- _Selected text_:
........

Roughly one in nine Rwandans have HIV/AIDS, or about 11% of the population of 8 million. The prevalence was put at 1.6% in 1987.

During 100 days of killing, millions of people were displaced as they crossed the tiny country's green hillsides to escape bands of murderous militiamen. Children lost parents and health services were shattered, making access to information on AIDS difficult.

"With the war and genocide people were forced to live in refugee camps. There was a lot of uncontrolled sex and that increases the chances of infection," David Awasum, the resident representative for the Johns Hopkins University centre for communication programmes in Kigali, told Reuters.

Hutu extremists who massacred up to 800,000 ethnic Tutsis and Hutu moderates used mass rape as a weapon. Young girls looking for protection sometimes paid with sexual favours.

"Most of those who were raped have now been found to be HIV-positive and many people are dying every day," Limlim said.

CHILDREN BEAR THE BRUNT

It is Rwanda's young that bear the brunt of the rising number of AIDS cases and grinding poverty.

"The main group is the youth, who are the most productive people, they are the ones hit the most," said Theophane Nikyema, UNICEF head in Rwanda. The orphans are the most vulnerable. If not on the streets, they act as parents taking care of their younger siblings. Teenagers head households, living and behaving as adults.

Most of them depend on small pieces of land to grow maize, beans, potatoes and bananas due to lack of employment, but scraping together a living is a daily battle.

"Since my parents died, I'm living by God's grace. Often we go without food," said 19-year-old Julliene Kandamiza, whose mother died before the genocide and her father afterwards.

Social workers said her parents died of AIDS, leaving her to fend for three siblings. "I don't know what to do but because I am the eldest, I have to take care of the children," she said sitting outside her mud-walled house, busy peeling sweet potatoes to prepare lunch for her siblings.

Orphans like Kandamiza are vulnerable and overwhelmed with domestic responsibilities. They often fall prey to adults who give them financial assistance and sexually exploit them, enhancing their risk of infection, social workers say.

MOTHER-TO-CHILD TRANSMISSION

Rwanda's babies are not spared the HIV/AIDS risk. According to UNICEF, mother-to-child transmission is the main type of HIV infection for Rwandan children under age 12.

........

[Records from a dataset]
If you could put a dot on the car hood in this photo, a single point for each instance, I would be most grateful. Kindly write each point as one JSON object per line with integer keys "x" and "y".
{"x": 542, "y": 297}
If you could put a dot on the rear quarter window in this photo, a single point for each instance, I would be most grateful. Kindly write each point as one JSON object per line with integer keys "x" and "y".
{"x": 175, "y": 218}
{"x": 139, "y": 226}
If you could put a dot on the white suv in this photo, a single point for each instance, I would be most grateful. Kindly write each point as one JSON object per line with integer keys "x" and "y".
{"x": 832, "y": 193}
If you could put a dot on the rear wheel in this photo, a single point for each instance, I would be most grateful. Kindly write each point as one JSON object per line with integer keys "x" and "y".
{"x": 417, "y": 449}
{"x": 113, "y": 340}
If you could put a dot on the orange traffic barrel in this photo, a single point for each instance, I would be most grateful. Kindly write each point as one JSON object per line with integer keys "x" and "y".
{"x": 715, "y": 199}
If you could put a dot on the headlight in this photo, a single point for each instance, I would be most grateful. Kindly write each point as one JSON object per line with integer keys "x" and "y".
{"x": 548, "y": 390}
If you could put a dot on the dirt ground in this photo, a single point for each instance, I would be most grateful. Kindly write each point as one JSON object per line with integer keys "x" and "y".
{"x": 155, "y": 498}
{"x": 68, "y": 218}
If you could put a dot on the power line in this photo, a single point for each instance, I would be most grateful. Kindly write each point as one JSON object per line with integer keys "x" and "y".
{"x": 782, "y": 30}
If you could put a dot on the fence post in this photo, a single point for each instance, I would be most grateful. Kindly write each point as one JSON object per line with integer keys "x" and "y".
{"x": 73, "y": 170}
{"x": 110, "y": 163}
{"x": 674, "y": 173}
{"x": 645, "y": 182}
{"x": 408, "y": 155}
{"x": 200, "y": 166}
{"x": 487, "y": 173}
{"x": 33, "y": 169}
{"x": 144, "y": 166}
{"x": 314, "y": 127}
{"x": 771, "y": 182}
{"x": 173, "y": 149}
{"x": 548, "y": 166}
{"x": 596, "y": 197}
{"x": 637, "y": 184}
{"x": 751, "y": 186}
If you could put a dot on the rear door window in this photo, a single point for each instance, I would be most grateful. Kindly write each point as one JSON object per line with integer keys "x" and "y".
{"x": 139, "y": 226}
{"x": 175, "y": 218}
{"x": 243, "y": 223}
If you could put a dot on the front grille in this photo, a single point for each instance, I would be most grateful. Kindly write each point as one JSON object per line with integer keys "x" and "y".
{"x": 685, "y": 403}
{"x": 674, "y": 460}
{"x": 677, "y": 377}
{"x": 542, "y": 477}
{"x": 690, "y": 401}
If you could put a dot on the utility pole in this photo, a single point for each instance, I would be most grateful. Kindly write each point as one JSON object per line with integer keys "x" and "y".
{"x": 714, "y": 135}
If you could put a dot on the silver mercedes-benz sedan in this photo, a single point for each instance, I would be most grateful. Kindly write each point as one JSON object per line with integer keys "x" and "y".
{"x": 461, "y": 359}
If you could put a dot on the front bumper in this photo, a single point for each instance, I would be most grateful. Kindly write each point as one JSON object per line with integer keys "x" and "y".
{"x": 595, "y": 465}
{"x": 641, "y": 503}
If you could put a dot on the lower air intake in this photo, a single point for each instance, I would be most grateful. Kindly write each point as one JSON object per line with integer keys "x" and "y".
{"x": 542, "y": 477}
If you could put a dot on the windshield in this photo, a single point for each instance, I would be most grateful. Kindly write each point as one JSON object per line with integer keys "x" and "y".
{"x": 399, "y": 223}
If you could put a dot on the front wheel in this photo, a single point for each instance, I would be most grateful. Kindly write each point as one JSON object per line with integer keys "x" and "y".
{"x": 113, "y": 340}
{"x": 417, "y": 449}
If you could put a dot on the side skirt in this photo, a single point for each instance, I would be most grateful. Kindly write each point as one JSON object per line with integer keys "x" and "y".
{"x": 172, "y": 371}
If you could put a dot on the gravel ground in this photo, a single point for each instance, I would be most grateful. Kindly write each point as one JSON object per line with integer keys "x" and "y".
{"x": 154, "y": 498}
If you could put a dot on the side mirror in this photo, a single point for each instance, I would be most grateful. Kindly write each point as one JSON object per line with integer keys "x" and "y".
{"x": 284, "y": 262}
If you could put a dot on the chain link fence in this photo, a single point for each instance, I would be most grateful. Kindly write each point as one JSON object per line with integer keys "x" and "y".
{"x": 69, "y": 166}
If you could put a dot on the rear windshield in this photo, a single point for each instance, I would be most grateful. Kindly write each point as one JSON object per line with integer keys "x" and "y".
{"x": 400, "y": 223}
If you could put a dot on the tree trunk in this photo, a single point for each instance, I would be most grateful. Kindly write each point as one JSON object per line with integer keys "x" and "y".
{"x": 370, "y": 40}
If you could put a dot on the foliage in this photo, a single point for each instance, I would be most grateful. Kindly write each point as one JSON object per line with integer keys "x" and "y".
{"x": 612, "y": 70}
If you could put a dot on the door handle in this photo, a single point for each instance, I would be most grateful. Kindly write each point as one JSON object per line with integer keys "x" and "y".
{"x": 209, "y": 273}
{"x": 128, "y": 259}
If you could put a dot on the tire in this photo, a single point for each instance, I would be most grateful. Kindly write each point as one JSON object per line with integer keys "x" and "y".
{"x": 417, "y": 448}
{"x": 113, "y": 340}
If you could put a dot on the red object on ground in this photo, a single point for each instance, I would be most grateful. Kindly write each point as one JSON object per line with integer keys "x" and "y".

........

- _Exercise tasks_:
1. From the article on HIV/AIDS in Rwanda, extract the passage starting with "During 100 days" and going on through "Kigali, told Reuters.".
2. In the article on HIV/AIDS in Rwanda, what position does Theophane Nikyema hold?

- _Numbered answers_:
1.
During 100 days of killing, millions of people were displaced as they crossed the tiny country's green hillsides to escape bands of murderous militiamen. Children lost parents and health services were shattered, making access to information on AIDS difficult.

"With the war and genocide people were forced to live in refugee camps. There was a lot of uncontrolled sex and that increases the chances of infection," David Awasum, the resident representative for the Johns Hopkins University centre for communication programmes in Kigali, told Reuters.

2. He is the UNICEF head in Rwanda.